**EXERCISE SET**
[1] Copy the part of the binge-eating disorder summary starting with "Diagnosis: DSM-5 clinical" and going on through "disorder (amnestic, zolpidem-linked).", word for word.
[2] Which conditions does the binge-eating disorder summary say to distinguish the disorder from? List every one.
[3] Carry the binge-eating disorder summary further, picking up after its last line on safety.

**EXCERPTED PASSAGE**
......

Binge-eating disorder is recurrent loss-of-control binges (≥1/week for ≥3 months) without compensatory behaviors, best treated with CBT-E first-line and lisdexamfetamine (or topiramate) for moderate-to-severe disease, alongside aggressive management of comorbid depression, obesity, and metabolic disease.

Diagnosis: DSM-5 clinical — binges + loss of control + 3 of 5 features + distress + NO compensation. Distinguish from bulimia (purging), anorexia binge/purge subtype (low weight), night-eating syndrome (awake, post-dinner), and sleep-related eating disorder (amnestic, zolpidem-linked).
Treatment: CBT-E is first-line; add lisdexamfetamine 50–70 mg/day (only FDA-approved drug for BED) or topiramate for moderate–severe disease. Pair with comorbidity care (MDD, T2DM, OSA). Combination therapy > monotherapy.
Safety: Pre-stimulant workup = ECG, BP, structural heart disease and family sudden-death screen, bipolar screen, PDMP, controlled-substance agreement. Topiramate = teratogen (cleft palate) → contraception counseling. Always screen suicidality (PHQ-9).

......

**DATASET CONTENT**
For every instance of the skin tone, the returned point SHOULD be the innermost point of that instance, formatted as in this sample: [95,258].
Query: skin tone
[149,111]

......

**YOUR RESPONSES**
[1]
Diagnosis: DSM-5 clinical — binges + loss of control + 3 of 5 features + distress + NO compensation. Distinguish from bulimia (purging), anorexia binge/purge subtype (low weight), night-eating syndrome (awake, post-dinner), and sleep-related eating disorder (amnestic, zolpidem-linked).

[2]
- Bulimia
- Anorexia binge/purge subtype
- Night-eating syndrome
- Sleep-related eating disorder

[3]
Step 3 management: Treat BED before bariatric surgery; schedule outpatient follow-up within 7 days of any higher-level-of-care discharge; continue effective pharmacotherapy 6–12+ months post-remission with CBT boosters to mitigate the ~50% one-year relapse rate.
Board pearl: Memorize the FDA triad — lisdexamfetamine for BED, fluoxetine 60 mg for bulimia, nothing approved for anorexia (olanzapine off-label). This single fact answers a disproportionate share of eating-disorder pharmacotherapy questions on Step 3.